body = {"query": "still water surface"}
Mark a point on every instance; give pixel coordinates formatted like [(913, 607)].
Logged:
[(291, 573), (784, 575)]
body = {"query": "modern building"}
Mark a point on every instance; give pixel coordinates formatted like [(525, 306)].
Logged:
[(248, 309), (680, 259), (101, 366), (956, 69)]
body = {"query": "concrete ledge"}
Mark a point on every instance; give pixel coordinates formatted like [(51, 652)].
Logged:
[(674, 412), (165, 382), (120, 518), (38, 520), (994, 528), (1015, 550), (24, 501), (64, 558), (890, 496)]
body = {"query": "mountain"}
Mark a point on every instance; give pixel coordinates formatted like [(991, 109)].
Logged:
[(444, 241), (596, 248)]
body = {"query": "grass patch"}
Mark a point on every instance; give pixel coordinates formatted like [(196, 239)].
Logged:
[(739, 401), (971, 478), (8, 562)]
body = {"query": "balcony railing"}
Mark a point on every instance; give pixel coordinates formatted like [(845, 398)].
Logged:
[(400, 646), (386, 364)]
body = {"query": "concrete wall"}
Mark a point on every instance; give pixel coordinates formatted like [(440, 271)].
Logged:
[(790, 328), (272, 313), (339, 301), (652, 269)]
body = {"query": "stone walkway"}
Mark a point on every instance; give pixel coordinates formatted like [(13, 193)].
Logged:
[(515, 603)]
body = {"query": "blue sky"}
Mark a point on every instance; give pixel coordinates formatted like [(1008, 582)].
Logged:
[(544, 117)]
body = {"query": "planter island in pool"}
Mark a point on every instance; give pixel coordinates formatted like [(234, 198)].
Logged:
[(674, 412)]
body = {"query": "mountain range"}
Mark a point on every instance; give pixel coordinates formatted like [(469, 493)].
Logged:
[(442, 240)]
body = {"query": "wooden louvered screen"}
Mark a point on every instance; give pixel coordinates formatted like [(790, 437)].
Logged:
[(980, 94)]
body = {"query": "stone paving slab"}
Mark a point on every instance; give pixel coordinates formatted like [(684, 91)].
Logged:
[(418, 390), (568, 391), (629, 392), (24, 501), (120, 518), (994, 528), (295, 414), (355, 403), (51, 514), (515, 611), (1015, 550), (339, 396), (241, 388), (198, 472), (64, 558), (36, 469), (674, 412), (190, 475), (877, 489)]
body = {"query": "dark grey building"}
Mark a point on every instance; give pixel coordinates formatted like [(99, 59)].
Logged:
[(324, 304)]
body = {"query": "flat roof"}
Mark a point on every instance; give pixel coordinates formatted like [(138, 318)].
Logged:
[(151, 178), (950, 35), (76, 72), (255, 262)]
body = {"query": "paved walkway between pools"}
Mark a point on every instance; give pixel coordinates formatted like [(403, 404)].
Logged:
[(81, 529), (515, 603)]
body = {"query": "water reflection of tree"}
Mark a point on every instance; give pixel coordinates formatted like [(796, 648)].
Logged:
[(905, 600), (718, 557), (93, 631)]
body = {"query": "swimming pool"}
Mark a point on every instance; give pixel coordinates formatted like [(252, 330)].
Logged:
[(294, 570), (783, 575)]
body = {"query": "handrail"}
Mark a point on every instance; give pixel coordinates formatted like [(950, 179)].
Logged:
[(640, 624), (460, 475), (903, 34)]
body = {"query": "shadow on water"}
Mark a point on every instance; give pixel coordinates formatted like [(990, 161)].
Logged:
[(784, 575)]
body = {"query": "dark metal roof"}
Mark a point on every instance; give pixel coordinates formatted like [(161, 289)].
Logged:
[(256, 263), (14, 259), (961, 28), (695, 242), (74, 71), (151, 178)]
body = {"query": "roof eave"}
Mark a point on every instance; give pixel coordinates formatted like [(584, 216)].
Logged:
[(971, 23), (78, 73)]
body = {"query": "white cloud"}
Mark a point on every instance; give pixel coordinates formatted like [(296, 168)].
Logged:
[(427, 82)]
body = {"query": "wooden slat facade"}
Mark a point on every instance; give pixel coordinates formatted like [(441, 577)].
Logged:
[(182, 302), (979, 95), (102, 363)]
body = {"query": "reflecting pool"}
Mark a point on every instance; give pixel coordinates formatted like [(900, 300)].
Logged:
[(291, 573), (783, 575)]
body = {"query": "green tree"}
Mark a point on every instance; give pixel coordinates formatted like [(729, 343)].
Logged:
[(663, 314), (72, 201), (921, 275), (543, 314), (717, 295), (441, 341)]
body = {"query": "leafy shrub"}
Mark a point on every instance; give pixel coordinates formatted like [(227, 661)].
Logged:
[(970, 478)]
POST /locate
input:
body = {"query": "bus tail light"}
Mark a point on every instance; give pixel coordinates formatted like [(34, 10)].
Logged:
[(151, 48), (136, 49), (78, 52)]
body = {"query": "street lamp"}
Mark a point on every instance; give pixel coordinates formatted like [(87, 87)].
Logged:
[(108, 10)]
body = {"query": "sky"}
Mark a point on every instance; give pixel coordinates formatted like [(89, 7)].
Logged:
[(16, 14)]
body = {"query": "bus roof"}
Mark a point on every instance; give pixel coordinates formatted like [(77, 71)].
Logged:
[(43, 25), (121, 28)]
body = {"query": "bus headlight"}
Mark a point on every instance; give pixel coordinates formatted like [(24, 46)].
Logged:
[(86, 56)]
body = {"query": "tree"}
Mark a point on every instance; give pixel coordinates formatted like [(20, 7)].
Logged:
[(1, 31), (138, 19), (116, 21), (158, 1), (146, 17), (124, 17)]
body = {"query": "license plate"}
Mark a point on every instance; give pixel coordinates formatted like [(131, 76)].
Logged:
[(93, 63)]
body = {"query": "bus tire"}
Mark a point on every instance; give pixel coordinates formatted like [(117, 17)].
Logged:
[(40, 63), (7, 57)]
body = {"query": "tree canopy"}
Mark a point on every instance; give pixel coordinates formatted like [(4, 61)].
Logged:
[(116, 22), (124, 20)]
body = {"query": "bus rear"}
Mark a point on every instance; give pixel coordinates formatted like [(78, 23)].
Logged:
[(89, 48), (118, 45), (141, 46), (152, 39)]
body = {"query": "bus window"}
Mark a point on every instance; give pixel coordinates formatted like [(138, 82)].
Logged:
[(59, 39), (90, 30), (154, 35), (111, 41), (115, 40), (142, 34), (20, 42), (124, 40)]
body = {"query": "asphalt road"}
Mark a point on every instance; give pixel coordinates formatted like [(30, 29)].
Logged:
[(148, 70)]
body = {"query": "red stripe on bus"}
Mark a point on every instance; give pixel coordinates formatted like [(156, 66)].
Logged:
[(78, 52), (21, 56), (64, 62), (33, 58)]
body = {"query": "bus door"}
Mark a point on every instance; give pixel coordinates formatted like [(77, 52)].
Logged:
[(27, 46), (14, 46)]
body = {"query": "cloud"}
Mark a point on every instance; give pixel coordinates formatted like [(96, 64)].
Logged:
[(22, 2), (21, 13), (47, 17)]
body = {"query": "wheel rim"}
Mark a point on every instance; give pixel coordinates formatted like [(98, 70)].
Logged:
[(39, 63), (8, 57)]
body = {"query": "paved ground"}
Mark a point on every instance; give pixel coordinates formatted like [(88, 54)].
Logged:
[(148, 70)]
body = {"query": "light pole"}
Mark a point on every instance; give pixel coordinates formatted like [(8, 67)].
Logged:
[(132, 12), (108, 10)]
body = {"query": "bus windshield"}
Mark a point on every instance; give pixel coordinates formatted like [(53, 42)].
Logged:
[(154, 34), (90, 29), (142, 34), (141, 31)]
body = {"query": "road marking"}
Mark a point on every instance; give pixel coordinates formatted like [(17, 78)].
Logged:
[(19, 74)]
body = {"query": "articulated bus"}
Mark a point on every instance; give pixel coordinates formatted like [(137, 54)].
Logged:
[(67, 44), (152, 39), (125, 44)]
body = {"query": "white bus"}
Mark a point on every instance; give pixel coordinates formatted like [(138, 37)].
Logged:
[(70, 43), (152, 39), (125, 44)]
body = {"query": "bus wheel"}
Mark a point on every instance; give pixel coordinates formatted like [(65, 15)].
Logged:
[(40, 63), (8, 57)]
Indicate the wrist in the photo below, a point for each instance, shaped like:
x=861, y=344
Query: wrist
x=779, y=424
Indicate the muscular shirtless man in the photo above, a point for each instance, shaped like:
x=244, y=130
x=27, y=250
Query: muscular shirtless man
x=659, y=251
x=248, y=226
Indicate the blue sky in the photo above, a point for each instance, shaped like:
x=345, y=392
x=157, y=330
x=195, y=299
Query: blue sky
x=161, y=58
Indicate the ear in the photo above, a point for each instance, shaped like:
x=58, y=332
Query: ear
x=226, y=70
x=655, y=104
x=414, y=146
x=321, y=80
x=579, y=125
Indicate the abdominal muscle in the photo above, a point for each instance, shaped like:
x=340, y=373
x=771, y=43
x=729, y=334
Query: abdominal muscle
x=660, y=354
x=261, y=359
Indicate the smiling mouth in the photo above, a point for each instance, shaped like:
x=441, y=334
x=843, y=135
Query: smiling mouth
━━━━━━━━━━
● Problem requirements: Write down again the exact lines running from the beginning of the data to the line containing "like [(991, 109)].", with both ends included.

● Solution to this exercise:
body = {"query": "still water surface"}
Mark a point on every instance; give pixel coordinates formatted like [(913, 607)].
Logged:
[(291, 573), (784, 575)]
body = {"query": "modern building"}
Mark a point on every instance; give pixel coordinates formatted like [(525, 306)].
Logged:
[(248, 309), (680, 259), (101, 366), (956, 69)]
body = {"query": "concrete ledge"}
Mark a point on every instance; give pixel coordinates formatted like [(51, 652)].
Logged:
[(674, 412), (165, 382), (120, 518), (38, 520), (994, 528), (1015, 550), (24, 501), (64, 558), (890, 496)]
body = {"query": "mountain"}
Mark a point on every instance; give pixel coordinates formatted like [(991, 109)].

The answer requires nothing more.